PROBLEMS AND TASKS>
(A) Reproduce the passage of the forum thread that starts at "by numpad0 34" and ends at "would be 50.94%.".
(B) For each statement, state whether the forum thread agrees (yes or no), and quote the words of the thread that decide it: (i) The test had about 11k participants. (ii) The reply calls the effect size large. (iii) The reply describes Scott's test as adversarial.

STUDY TEXT>
---+---
| HN Mirror

Y	Hacker News new \| ask \| show \| jobs

by numpad0 34 days ago

That[1] used a hand picked set of ambiguous images and still got 60% overall accuracy across 11k participants. I don't know much about statistics[2], but 1) 60% HAS to be statistically significant, and it was 2) under ADVERSARIAL, not neutral, condition. So people can tell.

Anyways, that's besides my point. The point of mine is that, it always turn into all-caps flamewars like this, with no middle ground or third camps, and that this has to be more of a phenomenon than regular disagreements. This isn't bikeshedding. This is Spanish bullfighting centered around a piece of red cloth.

1: https://news.ycombinator.com/item?id=42216694

2: I just asked Gemini "is 60% accuracy over 11k participant for a test statistically significant and why", it said "yes, it is overwhelmingly statistically significant" and "completely off the charts". They said p<0.05 figure would be 50.94%.

1 comments

tskj 34 days ago

Hmm yes, I had it backwards. I agree this is very statistically significant, but the effect size is tiny. Up from random chance to a mere 60%, means that Scott proved with high statistical significant that people reliably cannot tell.

Also I'm not that worried about the adversarial conditions, any real life conditions are likely adversarial in the relevant sense. No one is one-shotting generation and serving you that, obviously output has been selected for quality. I would call Scott's test not adversarial, but fair.
---+---
INFORMATION PROVIDED>
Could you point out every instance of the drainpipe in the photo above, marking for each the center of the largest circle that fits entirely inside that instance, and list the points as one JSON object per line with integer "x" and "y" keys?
---+---
RESPONSE LIST>
(A)
by numpad0 34 days ago

That[1] used a hand picked set of ambiguous images and still got 60% overall accuracy across 11k participants. I don't know much about statistics[2], but 1) 60% HAS to be statistically significant, and it was 2) under ADVERSARIAL, not neutral, condition. So people can tell.

Anyways, that's besides my point. The point of mine is that, it always turn into all-caps flamewars like this, with no middle ground or third camps, and that this has to be more of a phenomenon than regular disagreements. This isn't bikeshedding. This is Spanish bullfighting centered around a piece of red cloth.

1: https://news.ycombinator.com/item?id=42216694

2: I just asked Gemini "is 60% accuracy over 11k participant for a test statistically significant and why", it said "yes, it is overwhelmingly statistically significant" and "completely off the charts". They said p<0.05 figure would be 50.94%.

(B)
(i) Yes: "60% overall accuracy across 11k participants"
(ii) No: "but the effect size is tiny"
(iii) No: "I would call Scott's test not adversarial, but fair."